What is needed: Update the records below so that every "one point per instance" reads "a single point for each instance", and leave everything else unchanged.

──────── Data supplied

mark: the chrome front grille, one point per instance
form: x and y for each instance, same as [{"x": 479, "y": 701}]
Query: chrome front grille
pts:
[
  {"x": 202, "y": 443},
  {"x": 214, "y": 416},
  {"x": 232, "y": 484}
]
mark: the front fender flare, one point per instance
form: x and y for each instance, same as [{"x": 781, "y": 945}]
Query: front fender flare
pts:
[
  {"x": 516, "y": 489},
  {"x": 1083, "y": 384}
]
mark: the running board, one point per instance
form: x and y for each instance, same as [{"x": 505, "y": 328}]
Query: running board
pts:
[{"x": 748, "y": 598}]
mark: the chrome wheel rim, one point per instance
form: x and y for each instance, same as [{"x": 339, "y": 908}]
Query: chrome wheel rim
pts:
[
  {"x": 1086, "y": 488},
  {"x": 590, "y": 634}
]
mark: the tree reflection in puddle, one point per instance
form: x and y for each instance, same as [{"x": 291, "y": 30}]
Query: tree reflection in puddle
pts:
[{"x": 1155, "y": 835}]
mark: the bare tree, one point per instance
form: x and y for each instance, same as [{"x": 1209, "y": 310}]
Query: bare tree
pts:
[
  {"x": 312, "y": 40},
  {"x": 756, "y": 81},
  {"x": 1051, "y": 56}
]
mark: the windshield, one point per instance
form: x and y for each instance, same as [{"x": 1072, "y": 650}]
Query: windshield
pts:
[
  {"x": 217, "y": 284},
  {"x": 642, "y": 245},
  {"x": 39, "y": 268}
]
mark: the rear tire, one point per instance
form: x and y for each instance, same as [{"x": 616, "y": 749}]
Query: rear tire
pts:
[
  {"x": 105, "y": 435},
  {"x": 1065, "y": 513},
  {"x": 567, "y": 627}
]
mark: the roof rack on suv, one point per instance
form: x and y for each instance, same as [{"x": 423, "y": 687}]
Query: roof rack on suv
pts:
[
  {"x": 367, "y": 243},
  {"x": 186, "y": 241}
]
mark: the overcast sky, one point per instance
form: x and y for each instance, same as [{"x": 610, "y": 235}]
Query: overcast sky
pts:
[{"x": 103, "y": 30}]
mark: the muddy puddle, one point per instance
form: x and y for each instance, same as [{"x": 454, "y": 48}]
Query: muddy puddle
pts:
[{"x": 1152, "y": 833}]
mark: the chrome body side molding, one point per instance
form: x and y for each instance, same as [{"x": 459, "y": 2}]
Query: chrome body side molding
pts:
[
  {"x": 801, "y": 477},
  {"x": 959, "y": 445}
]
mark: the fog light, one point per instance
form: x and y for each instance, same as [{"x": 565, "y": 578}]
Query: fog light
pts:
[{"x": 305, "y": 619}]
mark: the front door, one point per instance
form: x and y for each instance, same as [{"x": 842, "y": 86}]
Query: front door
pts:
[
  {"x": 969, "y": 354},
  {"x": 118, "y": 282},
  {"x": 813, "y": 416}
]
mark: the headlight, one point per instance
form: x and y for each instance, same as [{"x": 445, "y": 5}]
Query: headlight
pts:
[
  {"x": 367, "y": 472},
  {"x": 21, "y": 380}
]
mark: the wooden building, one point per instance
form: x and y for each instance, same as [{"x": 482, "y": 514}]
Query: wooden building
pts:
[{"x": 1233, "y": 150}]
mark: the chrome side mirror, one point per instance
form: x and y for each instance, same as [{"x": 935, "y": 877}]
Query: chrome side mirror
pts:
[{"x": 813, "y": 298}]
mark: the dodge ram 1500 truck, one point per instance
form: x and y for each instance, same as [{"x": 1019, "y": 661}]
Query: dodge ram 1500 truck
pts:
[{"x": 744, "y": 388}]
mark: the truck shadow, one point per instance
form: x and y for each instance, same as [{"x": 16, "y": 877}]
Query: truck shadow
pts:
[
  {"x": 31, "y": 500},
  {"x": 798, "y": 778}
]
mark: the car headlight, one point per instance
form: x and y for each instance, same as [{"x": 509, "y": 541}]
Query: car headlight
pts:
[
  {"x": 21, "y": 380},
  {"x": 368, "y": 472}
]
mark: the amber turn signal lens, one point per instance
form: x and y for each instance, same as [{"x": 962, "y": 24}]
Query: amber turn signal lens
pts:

────────────────

Full answer:
mark: the chrome front grille, a single point for each instance
form: x and y for each instance, same as [{"x": 479, "y": 701}]
Query: chrome front grille
pts:
[
  {"x": 202, "y": 443},
  {"x": 214, "y": 416},
  {"x": 232, "y": 484}
]
mark: the front fender flare, a single point for each instance
form: x and y for each instance, same as [{"x": 781, "y": 945}]
Query: front fender flare
pts:
[
  {"x": 516, "y": 489},
  {"x": 1083, "y": 384}
]
mark: the running board, a single point for each instance
form: x and y for each instance, same as [{"x": 505, "y": 328}]
Query: running board
pts:
[{"x": 748, "y": 598}]
mark: the chrome wheel rim, a single point for each instance
form: x and y for each instance, same as [{"x": 339, "y": 908}]
Query: chrome wheel rim
pts:
[
  {"x": 1086, "y": 488},
  {"x": 590, "y": 634}
]
mark: the tree reflection in puddle, a single point for each instance
form: x and y for each instance, same as [{"x": 291, "y": 30}]
Query: tree reflection in puddle
pts:
[{"x": 1155, "y": 835}]
mark: the bare tree, a single point for each instance
form: x and y for each instance, same as [{"x": 1209, "y": 310}]
Query: bare tree
pts:
[
  {"x": 312, "y": 40},
  {"x": 756, "y": 81},
  {"x": 1051, "y": 56}
]
mark: the windshield, a single point for each instance
form: x and y for each instance, same as [{"x": 1072, "y": 650}]
Query: windshield
pts:
[
  {"x": 217, "y": 284},
  {"x": 642, "y": 245},
  {"x": 39, "y": 268}
]
mark: the rear tire, a single point for each instance
form: x and y for each instance, same as [{"x": 616, "y": 749}]
Query: rear tire
pts:
[
  {"x": 105, "y": 435},
  {"x": 1065, "y": 513},
  {"x": 567, "y": 627}
]
mark: the roof rack on suv, a single point for each instance
form: x and y for each instance, same as [{"x": 423, "y": 687}]
Query: roof rack on suv
pts:
[
  {"x": 367, "y": 243},
  {"x": 186, "y": 241}
]
mark: the overcast sky, a single point for each instance
form: x and y for each instance, same as [{"x": 610, "y": 235}]
Query: overcast sky
pts:
[{"x": 103, "y": 30}]
mark: the muddy puddle, a single point for each instance
form: x and y for each instance, same as [{"x": 454, "y": 48}]
Query: muddy puddle
pts:
[{"x": 1152, "y": 833}]
mark: the chrome body side molding, a single point for each instance
form: x and y for each instance, same as [{"x": 459, "y": 2}]
Query: chrome body side molding
pts:
[
  {"x": 801, "y": 477},
  {"x": 959, "y": 445}
]
mark: the fog light, a single point for each instance
form: x and y for each instance, same as [{"x": 565, "y": 578}]
Query: fog light
pts:
[{"x": 305, "y": 619}]
mark: the front door, a single point for each instance
form: x and y for each instance, same as [{"x": 842, "y": 86}]
Query: front door
pts:
[
  {"x": 969, "y": 354},
  {"x": 118, "y": 282},
  {"x": 813, "y": 416}
]
mark: the headlight, a single point for each instance
form: x and y for each instance, same as [{"x": 445, "y": 5}]
Query: headlight
pts:
[
  {"x": 367, "y": 472},
  {"x": 21, "y": 380}
]
mark: the wooden building, a single point for each instance
form: x and y for each instance, same as [{"x": 482, "y": 514}]
Query: wooden building
pts:
[{"x": 1233, "y": 150}]
mark: the chrome side mirror, a single point for each instance
form: x and y for each instance, same as [{"x": 935, "y": 877}]
Query: chrome side mirror
pts:
[{"x": 813, "y": 298}]
mark: the dodge ram 1500 truck, a single point for each instance
form: x and y for each instance, same as [{"x": 1019, "y": 661}]
Query: dodge ram 1500 truck
pts:
[{"x": 744, "y": 388}]
mark: the truck shadow, a single point for each instance
form: x and y for each instance, same as [{"x": 16, "y": 877}]
Query: truck shadow
pts:
[
  {"x": 31, "y": 500},
  {"x": 798, "y": 778}
]
mark: the car headlight, a single point for each instance
form: x and y for each instance, same as [{"x": 509, "y": 541}]
Query: car headlight
pts:
[
  {"x": 21, "y": 380},
  {"x": 368, "y": 472}
]
mark: the amber turn signal lens, a single point for each instance
form: x and y for each instance, same as [{"x": 962, "y": 24}]
Query: amber turn signal lens
pts:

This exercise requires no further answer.